-- Information shown --
________________________

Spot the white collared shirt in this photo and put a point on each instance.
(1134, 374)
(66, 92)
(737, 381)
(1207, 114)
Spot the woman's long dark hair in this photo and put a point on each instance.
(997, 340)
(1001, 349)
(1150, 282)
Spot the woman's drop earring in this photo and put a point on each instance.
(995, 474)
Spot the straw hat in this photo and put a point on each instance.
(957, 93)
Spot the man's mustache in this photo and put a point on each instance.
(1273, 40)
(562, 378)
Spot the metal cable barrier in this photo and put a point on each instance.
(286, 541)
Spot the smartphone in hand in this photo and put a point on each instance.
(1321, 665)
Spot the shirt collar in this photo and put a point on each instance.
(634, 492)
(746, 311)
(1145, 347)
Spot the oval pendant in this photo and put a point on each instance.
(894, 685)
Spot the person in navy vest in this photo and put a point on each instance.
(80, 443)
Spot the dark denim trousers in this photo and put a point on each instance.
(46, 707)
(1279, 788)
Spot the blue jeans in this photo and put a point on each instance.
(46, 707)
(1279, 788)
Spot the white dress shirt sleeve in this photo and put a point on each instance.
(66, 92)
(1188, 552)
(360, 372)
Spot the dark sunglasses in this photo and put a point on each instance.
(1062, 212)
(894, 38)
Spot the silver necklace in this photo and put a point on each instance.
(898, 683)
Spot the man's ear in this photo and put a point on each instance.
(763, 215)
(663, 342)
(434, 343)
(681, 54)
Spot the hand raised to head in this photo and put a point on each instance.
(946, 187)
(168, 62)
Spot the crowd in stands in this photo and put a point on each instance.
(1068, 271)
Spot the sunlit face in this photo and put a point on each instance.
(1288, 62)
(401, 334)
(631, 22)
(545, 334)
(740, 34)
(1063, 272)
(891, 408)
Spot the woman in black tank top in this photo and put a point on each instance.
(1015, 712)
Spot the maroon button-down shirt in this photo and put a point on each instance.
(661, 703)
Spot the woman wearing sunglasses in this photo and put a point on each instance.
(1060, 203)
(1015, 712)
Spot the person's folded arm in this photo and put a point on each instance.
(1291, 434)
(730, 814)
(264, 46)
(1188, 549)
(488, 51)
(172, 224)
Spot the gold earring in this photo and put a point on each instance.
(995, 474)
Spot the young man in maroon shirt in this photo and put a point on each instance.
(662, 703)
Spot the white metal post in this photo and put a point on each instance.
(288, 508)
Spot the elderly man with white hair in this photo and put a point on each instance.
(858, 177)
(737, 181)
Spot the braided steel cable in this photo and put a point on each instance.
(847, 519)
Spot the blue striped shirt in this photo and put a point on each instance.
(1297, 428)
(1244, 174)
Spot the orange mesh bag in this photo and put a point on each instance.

________________________

Can you write out the listing above word for word, starting with its first line and going on through the line with "(1150, 282)", including both of those lines?

-- Problem solution --
Spot the white collared shirt in this photo and put a point on each instance.
(1134, 374)
(66, 92)
(737, 381)
(1207, 114)
Spot the woman's long dark hair in this photo and put a point on each instance.
(997, 340)
(1001, 349)
(1150, 282)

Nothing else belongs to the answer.